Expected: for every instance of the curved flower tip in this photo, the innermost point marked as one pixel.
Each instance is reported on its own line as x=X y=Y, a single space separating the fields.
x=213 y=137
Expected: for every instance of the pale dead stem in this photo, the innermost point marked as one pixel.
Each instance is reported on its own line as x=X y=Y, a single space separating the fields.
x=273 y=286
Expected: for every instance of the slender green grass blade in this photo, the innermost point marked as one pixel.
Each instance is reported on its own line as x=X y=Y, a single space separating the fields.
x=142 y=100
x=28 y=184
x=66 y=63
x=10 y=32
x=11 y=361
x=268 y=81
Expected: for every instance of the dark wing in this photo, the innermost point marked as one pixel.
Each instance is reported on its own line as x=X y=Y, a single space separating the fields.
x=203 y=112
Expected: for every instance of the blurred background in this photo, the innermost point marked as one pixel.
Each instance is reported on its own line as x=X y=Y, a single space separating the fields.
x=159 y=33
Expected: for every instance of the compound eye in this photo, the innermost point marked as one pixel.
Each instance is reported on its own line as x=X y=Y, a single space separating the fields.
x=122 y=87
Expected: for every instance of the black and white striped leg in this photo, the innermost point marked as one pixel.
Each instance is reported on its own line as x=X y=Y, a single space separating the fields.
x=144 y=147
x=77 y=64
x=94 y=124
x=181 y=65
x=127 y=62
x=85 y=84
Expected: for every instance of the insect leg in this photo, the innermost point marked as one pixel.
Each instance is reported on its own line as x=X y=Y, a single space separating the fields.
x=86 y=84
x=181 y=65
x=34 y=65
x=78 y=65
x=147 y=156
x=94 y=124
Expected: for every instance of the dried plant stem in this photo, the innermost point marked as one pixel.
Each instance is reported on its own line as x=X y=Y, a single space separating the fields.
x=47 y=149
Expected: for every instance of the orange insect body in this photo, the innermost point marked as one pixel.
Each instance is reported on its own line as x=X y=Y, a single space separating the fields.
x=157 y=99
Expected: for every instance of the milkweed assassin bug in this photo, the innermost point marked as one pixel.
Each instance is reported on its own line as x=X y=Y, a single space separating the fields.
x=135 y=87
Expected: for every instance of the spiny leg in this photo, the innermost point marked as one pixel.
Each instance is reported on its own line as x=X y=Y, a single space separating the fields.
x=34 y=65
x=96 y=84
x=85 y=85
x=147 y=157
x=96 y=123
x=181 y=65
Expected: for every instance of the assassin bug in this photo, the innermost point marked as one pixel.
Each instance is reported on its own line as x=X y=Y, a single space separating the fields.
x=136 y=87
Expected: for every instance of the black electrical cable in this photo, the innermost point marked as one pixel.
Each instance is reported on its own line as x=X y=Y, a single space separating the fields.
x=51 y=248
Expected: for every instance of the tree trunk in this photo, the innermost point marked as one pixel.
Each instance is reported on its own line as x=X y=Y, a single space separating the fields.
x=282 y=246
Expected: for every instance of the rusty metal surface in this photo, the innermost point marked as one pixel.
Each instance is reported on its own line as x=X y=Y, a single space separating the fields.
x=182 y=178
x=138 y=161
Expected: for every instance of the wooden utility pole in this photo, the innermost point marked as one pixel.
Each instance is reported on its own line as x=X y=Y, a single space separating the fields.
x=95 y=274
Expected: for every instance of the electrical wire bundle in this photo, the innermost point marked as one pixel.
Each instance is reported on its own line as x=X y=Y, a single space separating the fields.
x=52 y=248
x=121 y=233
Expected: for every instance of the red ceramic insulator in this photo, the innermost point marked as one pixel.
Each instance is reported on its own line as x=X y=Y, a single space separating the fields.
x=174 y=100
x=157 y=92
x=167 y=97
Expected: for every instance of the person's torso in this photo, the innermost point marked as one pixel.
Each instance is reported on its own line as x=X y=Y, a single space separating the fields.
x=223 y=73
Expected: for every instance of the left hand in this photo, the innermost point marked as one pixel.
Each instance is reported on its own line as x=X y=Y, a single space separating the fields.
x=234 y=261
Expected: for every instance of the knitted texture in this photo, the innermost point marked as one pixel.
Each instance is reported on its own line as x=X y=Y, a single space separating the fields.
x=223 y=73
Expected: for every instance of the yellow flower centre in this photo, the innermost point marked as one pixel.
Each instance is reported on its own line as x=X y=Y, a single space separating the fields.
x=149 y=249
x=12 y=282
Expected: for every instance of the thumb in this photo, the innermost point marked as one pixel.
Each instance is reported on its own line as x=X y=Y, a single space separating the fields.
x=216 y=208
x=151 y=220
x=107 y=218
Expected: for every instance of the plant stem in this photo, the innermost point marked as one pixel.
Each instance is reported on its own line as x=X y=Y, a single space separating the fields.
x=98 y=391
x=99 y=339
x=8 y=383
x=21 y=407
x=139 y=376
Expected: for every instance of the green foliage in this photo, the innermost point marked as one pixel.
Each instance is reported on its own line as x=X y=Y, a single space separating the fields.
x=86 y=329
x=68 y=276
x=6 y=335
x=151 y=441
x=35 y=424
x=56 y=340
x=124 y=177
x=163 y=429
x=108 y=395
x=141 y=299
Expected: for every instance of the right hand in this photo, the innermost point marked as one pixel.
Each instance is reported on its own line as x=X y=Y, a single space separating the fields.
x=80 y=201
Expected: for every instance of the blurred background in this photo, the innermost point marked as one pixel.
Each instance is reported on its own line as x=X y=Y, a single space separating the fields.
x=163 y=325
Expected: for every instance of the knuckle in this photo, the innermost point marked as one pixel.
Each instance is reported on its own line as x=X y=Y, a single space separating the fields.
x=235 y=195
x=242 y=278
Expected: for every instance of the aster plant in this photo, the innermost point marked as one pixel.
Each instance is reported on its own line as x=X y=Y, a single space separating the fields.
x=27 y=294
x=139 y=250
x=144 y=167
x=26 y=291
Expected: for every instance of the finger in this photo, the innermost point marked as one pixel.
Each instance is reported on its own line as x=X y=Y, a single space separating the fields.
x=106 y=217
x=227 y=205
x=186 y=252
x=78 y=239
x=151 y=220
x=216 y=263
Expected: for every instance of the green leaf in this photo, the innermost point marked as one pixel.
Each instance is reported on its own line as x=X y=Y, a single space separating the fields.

▶ EXERCISE INSTRUCTIONS
Please reproduce every line of the material word for word.

▶ EXERCISE ANSWER
Expected: for every instance of the curved flower tip in this photo, the innermost point marked as one pixel.
Each instance is reported on its own line as x=X y=Y, a single space separating the fields.
x=213 y=137
Expected: for every instance of the pale dead stem in this photo, the innermost point marked as one pixel.
Each instance is reported on its own line as x=X y=Y, a single space separating the fields.
x=273 y=286
Expected: for every instance of the slender green grass blade in this photo, the innermost point marked as one pixel.
Each instance is reported on its own line as x=X y=Y, a single space separating the fields.
x=142 y=100
x=28 y=184
x=66 y=63
x=10 y=32
x=11 y=361
x=268 y=81
Expected: for every instance of the dark wing in this photo, the innermost point marked as one pixel.
Each instance is reported on its own line as x=X y=Y, a single space separating the fields.
x=203 y=112
Expected: for every instance of the blurred background in this photo, the innermost point marked as one pixel.
Each instance is reported on its own line as x=X y=Y, a single space separating the fields.
x=159 y=33
Expected: for every instance of the compound eye in this photo, the innermost point marked as one pixel.
Each instance is reported on its own line as x=X y=Y, a single space separating the fields.
x=122 y=87
Expected: for every instance of the black and white striped leg in this photo, the innermost point marked as one pixel.
Each instance is reported on its own line as x=X y=Y, a single space separating the fields.
x=144 y=147
x=77 y=64
x=94 y=124
x=181 y=65
x=127 y=62
x=85 y=84
Expected: for every instance of the insect leg in this photo, the innermost point marked as one pixel.
Each instance is reported on its own line as x=X y=Y, a single space separating the fields.
x=86 y=84
x=181 y=65
x=34 y=65
x=78 y=65
x=147 y=156
x=94 y=124
Expected: for every instance of the dried plant stem in this photo, the innermost point marked as one pixel.
Each instance is reported on its own line as x=X y=Y, a single space separating the fields.
x=47 y=149
Expected: for every instance of the orange insect body in this photo, the innermost point marked as one pixel.
Each instance is reported on its own line as x=X y=Y, a single space separating the fields.
x=157 y=99
Expected: for every instance of the milkweed assassin bug in this photo, the innermost point marked as one pixel.
Each instance is reported on its own line as x=X y=Y, a single space separating the fields.
x=135 y=87
Expected: for every instance of the spiny leg in this photo, the innermost point marked as one pixel.
Each instance is reported on its own line as x=X y=Y, a single space separating the fields.
x=34 y=65
x=96 y=84
x=85 y=85
x=147 y=157
x=96 y=123
x=181 y=65
Expected: for every instance of the assassin bug in this photo, the innermost point marked as one pixel.
Each instance is reported on its own line as x=X y=Y, a single space separating the fields.
x=136 y=87
Expected: for every instance of the black electrical cable in this photo, the innermost point marked as one pixel.
Each instance is reported on its own line as x=X y=Y, a single space separating the fields.
x=51 y=248
Expected: for every instance of the tree trunk in this photo, the innermost point marked as one pixel.
Each instance is reported on its own line as x=X y=Y, a single space separating the fields.
x=282 y=246
Expected: for every instance of the rusty metal surface in this photo, the innermost point marked as one pixel.
Each instance is reported on its own line as x=X y=Y, a single space separating the fields.
x=182 y=178
x=138 y=161
Expected: for every instance of the wooden utility pole in this photo, the innermost point marked as one pixel.
Each instance is reported on its own line as x=X y=Y, a single space separating the fields.
x=95 y=274
Expected: for every instance of the electrical wire bundle in this photo, the innermost point marked as one pixel.
Each instance is reported on its own line as x=X y=Y, a single space separating the fields.
x=52 y=248
x=121 y=233
Expected: for every instance of the red ceramic insulator in this photo, the innermost point marked as one pixel.
Each instance is reported on its own line as x=X y=Y, a single space separating the fields.
x=174 y=100
x=157 y=92
x=167 y=97
Expected: for every instance of the person's torso in this photo, the innermost point marked as one pixel.
Each instance is reported on its own line as x=X y=Y, a single space separating the fields.
x=223 y=73
Expected: for every instance of the left hand in this photo, the innermost point marked as one pixel.
Each instance is reported on its own line as x=X y=Y, a single space separating the fields.
x=234 y=261
Expected: for every instance of the knitted texture in this photo, the innermost point marked as one pixel.
Each instance is reported on its own line as x=X y=Y, a single space separating the fields.
x=223 y=73
Expected: for every instance of the yellow flower centre in this photo, the innermost point marked as one pixel.
Each instance is reported on its own line as x=X y=Y, a single space separating the fields.
x=149 y=249
x=12 y=282
Expected: for every instance of the thumb in this photo, the innermost point marked as one pixel.
Each instance is reported on its own line as x=X y=Y, a single space separating the fields.
x=216 y=208
x=151 y=220
x=107 y=218
Expected: for every instance of the plant stem in this photo, the innermost point marked as one pixel.
Each instance is reported on its own line as x=X y=Y, a single space separating the fields.
x=98 y=391
x=99 y=339
x=8 y=383
x=21 y=407
x=139 y=376
Expected: for every instance of the green foliage in this photo, the innermost point marked as one pixel.
Each instance is reported on its own line as x=X y=Y, a single space separating the fields.
x=86 y=329
x=68 y=276
x=6 y=335
x=151 y=441
x=35 y=424
x=56 y=340
x=124 y=177
x=163 y=429
x=108 y=395
x=141 y=299
Expected: for every instance of the right hand in this photo, the innermost point marked as one pixel.
Each instance is reported on its own line as x=X y=Y, a single space separating the fields.
x=80 y=201
Expected: for every instance of the blurred background in this photo, the innermost point marked as one pixel.
Each instance is reported on its own line as x=X y=Y, a single space separating the fields.
x=163 y=325
Expected: for every instance of the knuckle in this photo, the innermost point marked as one pixel.
Each instance is reported on its own line as x=X y=Y, a single space separating the fields.
x=235 y=195
x=242 y=278
Expected: for every instance of the aster plant in this photo, the innermost point marked as one pixel.
Each instance is reported on its own line as x=X y=Y, a single space separating the fields.
x=27 y=294
x=139 y=250
x=144 y=167
x=26 y=291
Expected: for every instance of the finger in this photo, the innermost point marked as one pixel.
Each instance is reported on its own line as x=X y=Y, a single space separating the fields.
x=106 y=217
x=227 y=205
x=186 y=252
x=78 y=239
x=151 y=220
x=216 y=263
Expected: for every instance of the green leaf in this photo, the innermost point marked as one pixel.
Each instance is reported on its own line as x=X y=Y, a single space separating the fields.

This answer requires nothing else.